PASSAGE SHOWN:

------------------------------

Receive Jim's monthly blog posts.

  • James Brownlowe

What Documents Should My Estate Plan Contain?

Updated: Sep 24, 2018

You’ve decided it’s time to create your Estate Plan. One may ask, “What really is an effective Estate Plan and what documents should it contain?” For most of us, it is more than just a simple will. For families that have over about $150,000 in assets, including your home, an estate plan should have at least the following documents prepared:

1) Revocable Living Trust

2) Pour-Over Wills

3) Durable Power of Attorneys

4) Advance Health Care Directives

These documents will allow your agent or successor trustee to take care of all of your personal affairs during times of incapacity and to distribute your assets as you wish after your death.

------------------------------

RECORDED DATA:
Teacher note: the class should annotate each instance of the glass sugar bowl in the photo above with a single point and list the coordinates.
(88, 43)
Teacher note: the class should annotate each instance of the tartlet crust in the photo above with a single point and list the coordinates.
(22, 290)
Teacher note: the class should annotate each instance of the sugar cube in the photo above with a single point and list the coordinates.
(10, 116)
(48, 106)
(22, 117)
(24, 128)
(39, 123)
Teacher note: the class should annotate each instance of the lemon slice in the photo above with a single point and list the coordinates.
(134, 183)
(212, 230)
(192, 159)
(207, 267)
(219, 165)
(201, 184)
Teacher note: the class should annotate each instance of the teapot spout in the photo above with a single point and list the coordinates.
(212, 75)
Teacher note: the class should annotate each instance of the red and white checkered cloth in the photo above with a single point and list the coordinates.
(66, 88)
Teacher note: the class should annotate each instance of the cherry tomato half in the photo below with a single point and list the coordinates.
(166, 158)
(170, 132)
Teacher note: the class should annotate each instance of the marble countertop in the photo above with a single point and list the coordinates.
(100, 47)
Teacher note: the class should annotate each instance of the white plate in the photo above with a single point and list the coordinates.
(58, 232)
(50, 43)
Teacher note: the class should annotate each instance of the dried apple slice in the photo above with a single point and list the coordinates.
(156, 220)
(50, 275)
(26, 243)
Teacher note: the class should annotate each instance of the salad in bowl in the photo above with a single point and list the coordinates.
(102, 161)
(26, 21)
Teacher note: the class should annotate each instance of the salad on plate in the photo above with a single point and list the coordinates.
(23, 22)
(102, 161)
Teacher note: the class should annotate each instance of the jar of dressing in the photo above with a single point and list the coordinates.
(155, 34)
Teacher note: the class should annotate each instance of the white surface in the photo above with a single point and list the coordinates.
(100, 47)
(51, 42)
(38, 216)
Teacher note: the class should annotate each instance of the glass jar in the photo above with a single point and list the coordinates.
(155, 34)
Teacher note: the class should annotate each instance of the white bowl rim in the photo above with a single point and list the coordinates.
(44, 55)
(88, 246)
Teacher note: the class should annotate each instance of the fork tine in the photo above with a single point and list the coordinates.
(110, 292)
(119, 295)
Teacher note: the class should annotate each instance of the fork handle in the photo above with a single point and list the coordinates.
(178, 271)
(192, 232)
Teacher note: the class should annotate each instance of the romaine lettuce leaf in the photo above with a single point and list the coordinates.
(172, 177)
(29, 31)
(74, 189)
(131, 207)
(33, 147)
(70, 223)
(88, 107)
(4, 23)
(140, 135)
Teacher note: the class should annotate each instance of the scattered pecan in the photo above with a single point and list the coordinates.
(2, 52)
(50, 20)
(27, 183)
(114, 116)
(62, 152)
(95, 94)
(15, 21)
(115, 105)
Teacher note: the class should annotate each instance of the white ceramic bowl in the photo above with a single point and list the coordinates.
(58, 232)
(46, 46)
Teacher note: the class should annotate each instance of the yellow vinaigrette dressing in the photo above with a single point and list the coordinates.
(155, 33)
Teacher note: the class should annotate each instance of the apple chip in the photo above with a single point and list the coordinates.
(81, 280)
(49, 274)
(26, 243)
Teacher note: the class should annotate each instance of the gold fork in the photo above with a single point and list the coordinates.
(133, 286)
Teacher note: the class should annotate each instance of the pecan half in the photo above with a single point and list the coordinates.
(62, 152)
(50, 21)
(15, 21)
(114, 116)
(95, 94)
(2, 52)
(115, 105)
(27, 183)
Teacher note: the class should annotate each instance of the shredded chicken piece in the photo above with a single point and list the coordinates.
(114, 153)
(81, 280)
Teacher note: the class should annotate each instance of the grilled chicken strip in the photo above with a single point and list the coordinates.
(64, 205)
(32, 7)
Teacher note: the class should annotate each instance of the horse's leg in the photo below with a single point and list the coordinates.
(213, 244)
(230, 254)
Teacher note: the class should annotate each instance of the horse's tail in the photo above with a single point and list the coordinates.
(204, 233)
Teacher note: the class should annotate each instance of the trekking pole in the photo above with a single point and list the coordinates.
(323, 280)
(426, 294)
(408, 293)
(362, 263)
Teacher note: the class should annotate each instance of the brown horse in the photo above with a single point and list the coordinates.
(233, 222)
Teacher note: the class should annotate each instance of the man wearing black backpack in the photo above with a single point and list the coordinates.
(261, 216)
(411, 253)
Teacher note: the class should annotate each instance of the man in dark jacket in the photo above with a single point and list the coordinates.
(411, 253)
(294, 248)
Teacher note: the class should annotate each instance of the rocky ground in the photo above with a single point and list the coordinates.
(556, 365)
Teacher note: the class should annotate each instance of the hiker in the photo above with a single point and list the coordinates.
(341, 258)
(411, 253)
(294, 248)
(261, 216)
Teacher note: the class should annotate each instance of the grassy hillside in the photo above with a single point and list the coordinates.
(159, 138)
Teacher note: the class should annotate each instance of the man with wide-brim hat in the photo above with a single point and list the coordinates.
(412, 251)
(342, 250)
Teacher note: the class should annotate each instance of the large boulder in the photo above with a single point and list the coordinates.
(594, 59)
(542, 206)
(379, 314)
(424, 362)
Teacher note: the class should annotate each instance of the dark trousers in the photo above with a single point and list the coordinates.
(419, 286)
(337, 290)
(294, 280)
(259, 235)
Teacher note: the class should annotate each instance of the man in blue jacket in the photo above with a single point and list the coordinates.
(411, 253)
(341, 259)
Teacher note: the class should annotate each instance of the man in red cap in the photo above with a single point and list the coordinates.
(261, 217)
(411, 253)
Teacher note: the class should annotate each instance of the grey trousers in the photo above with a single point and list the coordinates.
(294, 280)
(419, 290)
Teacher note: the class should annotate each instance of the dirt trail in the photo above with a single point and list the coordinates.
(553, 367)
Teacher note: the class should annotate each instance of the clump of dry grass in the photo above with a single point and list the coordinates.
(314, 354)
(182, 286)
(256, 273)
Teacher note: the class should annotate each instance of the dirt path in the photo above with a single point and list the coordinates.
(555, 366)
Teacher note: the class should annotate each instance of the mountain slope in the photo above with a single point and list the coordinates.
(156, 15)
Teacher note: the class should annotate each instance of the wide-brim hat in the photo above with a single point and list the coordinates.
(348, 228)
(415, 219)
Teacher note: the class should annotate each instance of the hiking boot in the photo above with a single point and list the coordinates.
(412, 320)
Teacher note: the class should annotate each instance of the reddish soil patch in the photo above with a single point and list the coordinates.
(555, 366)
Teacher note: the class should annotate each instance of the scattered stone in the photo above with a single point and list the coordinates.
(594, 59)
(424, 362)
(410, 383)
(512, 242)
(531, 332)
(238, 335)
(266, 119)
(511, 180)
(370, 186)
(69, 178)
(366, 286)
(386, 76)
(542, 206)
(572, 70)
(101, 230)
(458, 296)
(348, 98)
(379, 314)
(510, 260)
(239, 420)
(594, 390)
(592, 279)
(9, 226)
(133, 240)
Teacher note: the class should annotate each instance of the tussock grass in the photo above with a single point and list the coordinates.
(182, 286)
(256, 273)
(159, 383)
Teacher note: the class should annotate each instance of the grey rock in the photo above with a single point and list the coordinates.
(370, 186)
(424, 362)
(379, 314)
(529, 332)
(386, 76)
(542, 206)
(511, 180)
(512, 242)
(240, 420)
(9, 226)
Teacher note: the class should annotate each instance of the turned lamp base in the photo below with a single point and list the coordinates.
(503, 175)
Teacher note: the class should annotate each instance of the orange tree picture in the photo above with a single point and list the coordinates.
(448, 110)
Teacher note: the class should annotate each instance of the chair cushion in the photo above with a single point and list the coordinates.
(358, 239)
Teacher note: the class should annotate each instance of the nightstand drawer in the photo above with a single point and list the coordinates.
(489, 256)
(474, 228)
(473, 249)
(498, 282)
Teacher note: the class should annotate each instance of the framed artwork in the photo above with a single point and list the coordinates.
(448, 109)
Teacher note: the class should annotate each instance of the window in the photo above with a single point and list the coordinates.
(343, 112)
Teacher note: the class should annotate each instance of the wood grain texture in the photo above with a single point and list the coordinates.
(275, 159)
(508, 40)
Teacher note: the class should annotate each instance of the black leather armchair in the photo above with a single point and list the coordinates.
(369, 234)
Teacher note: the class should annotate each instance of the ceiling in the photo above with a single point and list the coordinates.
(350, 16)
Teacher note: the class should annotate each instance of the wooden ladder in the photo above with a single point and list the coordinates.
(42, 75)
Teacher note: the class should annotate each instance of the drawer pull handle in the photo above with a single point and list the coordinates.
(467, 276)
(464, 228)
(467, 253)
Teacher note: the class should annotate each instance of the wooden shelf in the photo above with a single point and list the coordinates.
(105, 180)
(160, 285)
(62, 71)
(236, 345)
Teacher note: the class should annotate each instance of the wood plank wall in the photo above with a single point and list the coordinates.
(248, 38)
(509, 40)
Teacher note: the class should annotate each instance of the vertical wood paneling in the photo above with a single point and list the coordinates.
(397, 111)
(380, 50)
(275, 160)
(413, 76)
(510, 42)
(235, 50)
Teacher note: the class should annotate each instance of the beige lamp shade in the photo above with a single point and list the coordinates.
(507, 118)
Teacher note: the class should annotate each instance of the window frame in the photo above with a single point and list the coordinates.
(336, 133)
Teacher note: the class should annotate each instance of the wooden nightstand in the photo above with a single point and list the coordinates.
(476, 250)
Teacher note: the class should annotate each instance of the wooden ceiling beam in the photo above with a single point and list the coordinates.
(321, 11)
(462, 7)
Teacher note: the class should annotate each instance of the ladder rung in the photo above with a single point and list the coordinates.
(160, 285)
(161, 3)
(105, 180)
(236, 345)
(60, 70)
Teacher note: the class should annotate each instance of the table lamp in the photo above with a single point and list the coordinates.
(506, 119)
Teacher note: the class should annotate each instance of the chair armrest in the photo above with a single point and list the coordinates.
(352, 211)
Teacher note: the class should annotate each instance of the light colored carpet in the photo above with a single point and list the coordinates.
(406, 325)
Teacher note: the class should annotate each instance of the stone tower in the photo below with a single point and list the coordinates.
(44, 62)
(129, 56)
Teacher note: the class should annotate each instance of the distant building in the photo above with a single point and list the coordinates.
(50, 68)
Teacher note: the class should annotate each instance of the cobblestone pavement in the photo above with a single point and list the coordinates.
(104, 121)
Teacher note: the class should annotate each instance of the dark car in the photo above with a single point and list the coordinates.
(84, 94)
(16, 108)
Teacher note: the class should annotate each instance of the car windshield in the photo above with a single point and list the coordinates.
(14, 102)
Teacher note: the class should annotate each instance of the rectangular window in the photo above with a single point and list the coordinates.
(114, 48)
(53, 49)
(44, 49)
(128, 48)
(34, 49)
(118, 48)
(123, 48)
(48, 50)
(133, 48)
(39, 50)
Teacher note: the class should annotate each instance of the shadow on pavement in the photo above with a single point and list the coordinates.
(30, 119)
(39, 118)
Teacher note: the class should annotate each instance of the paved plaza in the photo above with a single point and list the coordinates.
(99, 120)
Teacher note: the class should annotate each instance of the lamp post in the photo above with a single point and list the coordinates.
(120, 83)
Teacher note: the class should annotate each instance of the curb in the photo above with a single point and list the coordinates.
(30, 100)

------------------------------

WHAT IS NEEDED:
Answer these from the estate plan post:
(a) On what date was the post updated?
(b) Families with over about how much in assets should have at least the listed documents prepared?
(c) Which document is listed third?
The lines come from a separate source, unrelated to the text.

ANSWER TO THIS EXERCISE:
(a) Sep 24, 2018
(b) About $150,000, including the home
(c) Durable Power of Attorneys